INSTRUCTIONS FOR THE TASK:
Continue the text on the official and Shadowstats CPI measures from where it stops.

April 13, 2015

Even the most well-meaning and rigorous attempt to come up with a single number (a price index) that reflects the change in the purchasing power (PP) of money is bound to fail. The main reason is that disparate items cannot be added together and/or averaged to arrive at a sensible result. For example, in one transaction a dollar might buy one potato, in another transaction it might buy 1/30,000 of a new car and in a third transaction it might buy 1/200 of a medical checkup. What’s the average of one potato, one-thirty-thousandth of a new car and one-two-hundredth of a medical checkup? The creators of price indices claim to know the answer, but obviously there is no sensible answer. However, in this post I’m going to ignore the conceptual problem with price indices and briefly explore the question: Which is probably closer to reality — the official CPI or the CPI calculated by Shadowstats.com?

Unlike many other members of the ‘sound money camp’, I’ve never been a fan of the Shadowstats CPI and I’ve only ever mentioned it in TSI commentaries to note that it is just as bogus as the official CPI. It always seemed to me that the Shadowstats number was derived by adding an approximately constant fudge-factor to the official (bogus) CPI to essentially arrive at another bogus number that, regardless of the message being sent by real-world experience, was always much larger than the official number. As illustrated by the following chart from the Shadowstats web site, since the late-1990s the growth-rate difference between the official and Shadowstats CPIs has consistently been about 7%/year.

From my perspective the Shadowstats CPI never appeared to be doing a better job than the official number of reflecting the dollar’s change in purchasing power. I therefore never paid any attention to it and never bothered to analyse why, given that the only differences between the Shadowstats calculation and the official calculation were the changes in calculation methodology that were implemented by the BLS (Bureau of Labor Statistics) since the early-1980s, there would be such a big difference between the official and the Shadowstats numbers. However, Ed Dolan has recently taken the time to analyse and explain the difference in a 31st March article at EconoMonitor.com.

THE DATA:
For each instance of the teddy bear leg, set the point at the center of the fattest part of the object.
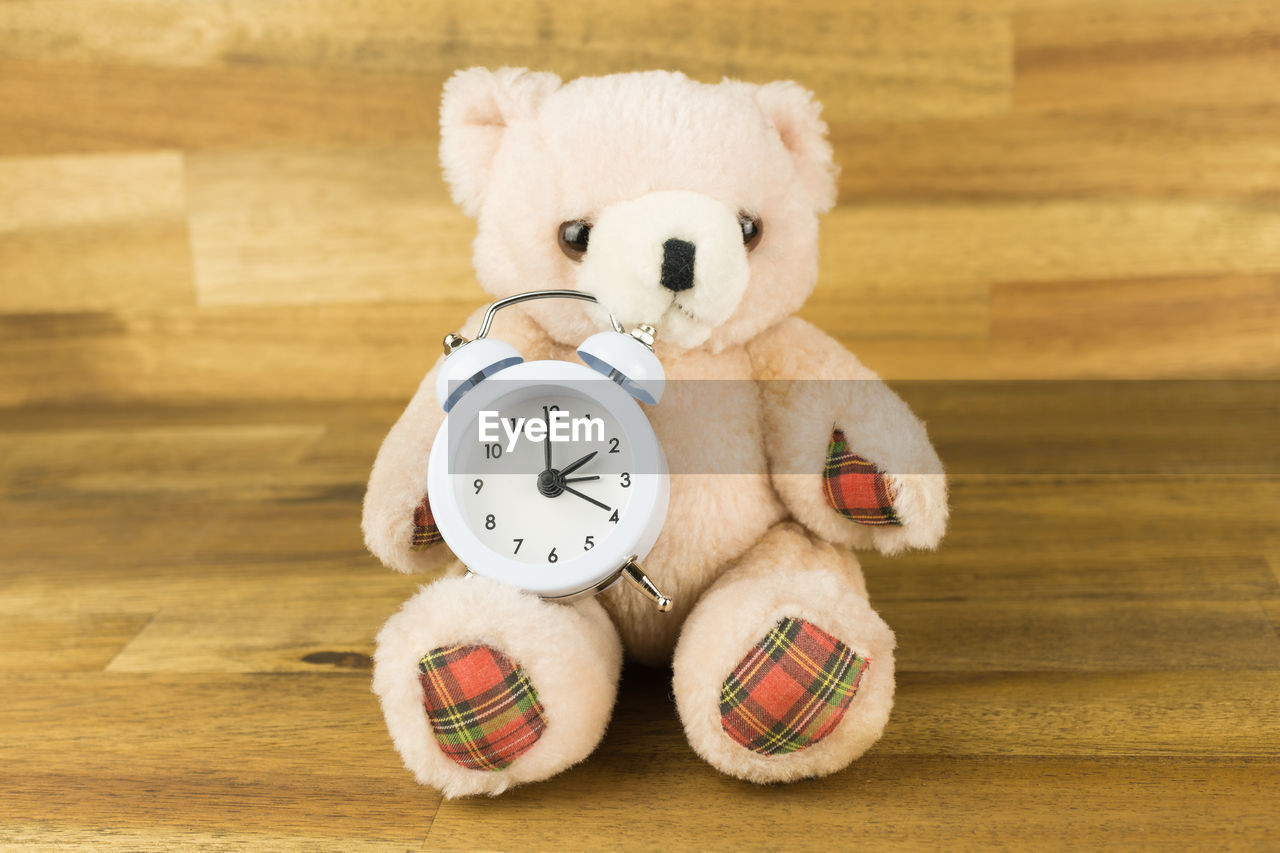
(782, 670)
(485, 687)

RESULT OF THIS EXERCISE:
The above-linked article starts by comparing the price changes of similar items that actually took place between 1980 and 2014 to show that the official CPI appears to under-estimate the change in the dollar’s PP and that the Shadowstats CPI appears to over-estimate the change in the dollar’s PP, with the magnitude of the Shadowstats over-estimation being vastly greater than the official under-estimation. It goes on to show that using the Shadowstats CPI to convert nominal GDP to real GDP leads to nonsensical results. For example, according to the real GDP calculation based on the Shadowstats CPI, the output of the US economy is no higher today than it was in 1990. This is a patently false result. Lastly, it attempts to answer the question: Has John Williams, the proprietor of Shadowstats.com, simply made a calculation error?

The answer, apparently, is yes. It seems that in the calculation of the Shadowstats CPI the effects of the same change to the official methodology are counted multiple times. Consequently, the rate of CPI growth estimated by Shadowstats has consistently been at least 4.5%/year too high over the past 15 years, even by Shadowstats’ own methodology.

I’ll be very interested to see whether John Williams can explain-away the apparent multiple-counting of the same BLS changes and, if not, whether the Shadowstats calculations are revised to remove this major error.